Data listing:

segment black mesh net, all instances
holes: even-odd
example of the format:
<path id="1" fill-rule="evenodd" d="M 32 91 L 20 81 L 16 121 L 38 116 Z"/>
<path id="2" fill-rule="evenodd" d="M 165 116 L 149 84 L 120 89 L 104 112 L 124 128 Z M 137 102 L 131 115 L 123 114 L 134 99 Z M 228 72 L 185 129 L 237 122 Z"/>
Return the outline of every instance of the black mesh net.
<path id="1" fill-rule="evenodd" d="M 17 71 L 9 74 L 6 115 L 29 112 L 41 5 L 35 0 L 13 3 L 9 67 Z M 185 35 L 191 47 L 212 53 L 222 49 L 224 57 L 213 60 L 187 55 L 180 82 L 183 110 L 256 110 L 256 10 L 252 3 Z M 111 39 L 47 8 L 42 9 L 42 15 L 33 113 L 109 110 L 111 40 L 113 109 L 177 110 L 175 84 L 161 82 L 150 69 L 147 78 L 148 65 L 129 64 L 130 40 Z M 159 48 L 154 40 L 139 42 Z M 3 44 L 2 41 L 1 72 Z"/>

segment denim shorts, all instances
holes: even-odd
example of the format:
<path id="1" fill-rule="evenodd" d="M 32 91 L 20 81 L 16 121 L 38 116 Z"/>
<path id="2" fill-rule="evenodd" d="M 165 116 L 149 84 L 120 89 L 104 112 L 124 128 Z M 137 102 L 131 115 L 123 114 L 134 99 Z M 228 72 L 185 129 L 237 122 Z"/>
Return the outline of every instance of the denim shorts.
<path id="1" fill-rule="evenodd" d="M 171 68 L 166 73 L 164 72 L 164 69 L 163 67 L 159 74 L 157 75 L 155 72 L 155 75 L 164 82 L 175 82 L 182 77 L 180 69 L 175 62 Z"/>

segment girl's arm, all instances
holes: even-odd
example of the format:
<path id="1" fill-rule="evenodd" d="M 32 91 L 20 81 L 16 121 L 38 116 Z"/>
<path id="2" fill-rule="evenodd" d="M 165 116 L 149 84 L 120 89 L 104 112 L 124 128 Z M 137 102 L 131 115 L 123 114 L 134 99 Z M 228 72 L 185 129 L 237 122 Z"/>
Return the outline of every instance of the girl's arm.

Work to do: Set out the lines above as a numbered list, leaving out any blank lines.

Correct response:
1. segment black mesh net, all instances
2. holes: even-odd
3. example of the format:
4. <path id="1" fill-rule="evenodd" d="M 32 91 L 20 81 L 16 121 L 38 116 Z"/>
5. <path id="2" fill-rule="evenodd" d="M 165 116 L 149 84 L 120 89 L 104 112 L 124 128 Z M 137 102 L 131 115 L 123 114 L 134 99 Z M 228 72 L 185 129 L 237 122 Z"/>
6. Return the outline of every instance of the black mesh net.
7. <path id="1" fill-rule="evenodd" d="M 17 71 L 9 74 L 6 115 L 29 112 L 41 5 L 35 0 L 13 3 L 9 67 Z M 185 35 L 191 47 L 212 53 L 222 49 L 224 57 L 213 60 L 187 55 L 180 82 L 183 110 L 256 110 L 256 10 L 252 3 Z M 111 39 L 47 8 L 42 9 L 42 15 L 33 113 L 109 110 L 111 40 L 113 109 L 177 110 L 175 84 L 161 82 L 150 69 L 147 78 L 148 65 L 129 64 L 130 40 Z M 159 48 L 154 40 L 139 42 Z M 3 44 L 2 41 L 1 72 Z"/>
8. segment denim shorts, all instances
9. holes: even-odd
10. example of the format:
11. <path id="1" fill-rule="evenodd" d="M 32 91 L 20 81 L 16 121 L 38 116 Z"/>
12. <path id="2" fill-rule="evenodd" d="M 165 116 L 149 84 L 120 89 L 104 112 L 124 128 Z M 137 102 L 131 115 L 123 114 L 134 99 Z M 228 72 L 185 129 L 237 122 Z"/>
13. Return the outline of every instance of the denim shorts.
14. <path id="1" fill-rule="evenodd" d="M 171 68 L 166 73 L 164 72 L 164 69 L 163 67 L 159 74 L 157 75 L 155 72 L 155 75 L 164 82 L 175 82 L 182 77 L 180 69 L 175 62 Z"/>
15. segment girl's arm, all instances
16. holes: even-odd
17. example of the format:
18. <path id="1" fill-rule="evenodd" d="M 32 91 L 20 81 L 16 121 L 38 116 Z"/>
19. <path id="2" fill-rule="evenodd" d="M 165 116 L 149 84 L 120 89 L 104 112 L 124 128 Z M 137 102 L 131 115 L 123 114 L 134 99 Z M 228 72 L 185 129 L 237 122 Z"/>
20. Return the outline of every instance of the girl's arm.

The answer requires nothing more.